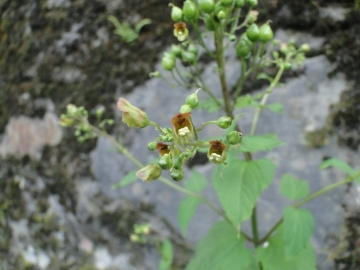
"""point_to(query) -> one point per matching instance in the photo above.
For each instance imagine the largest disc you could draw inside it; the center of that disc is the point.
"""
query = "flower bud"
(149, 172)
(224, 122)
(177, 174)
(152, 146)
(193, 100)
(234, 137)
(185, 108)
(132, 116)
(165, 162)
(176, 13)
(189, 10)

^^^^

TASK INSTRUCTIONS: Print every record above exactly as written, leaving out the pictures.

ANSWER TO THIS TASK:
"""point_to(query) -> one point per matching instance in the photo above.
For each instance imagine the largest disc you could draw inside it; the center of that disc is the point.
"""
query = "flower bud"
(149, 172)
(224, 122)
(177, 174)
(152, 146)
(193, 100)
(234, 137)
(185, 108)
(132, 116)
(165, 162)
(176, 13)
(189, 10)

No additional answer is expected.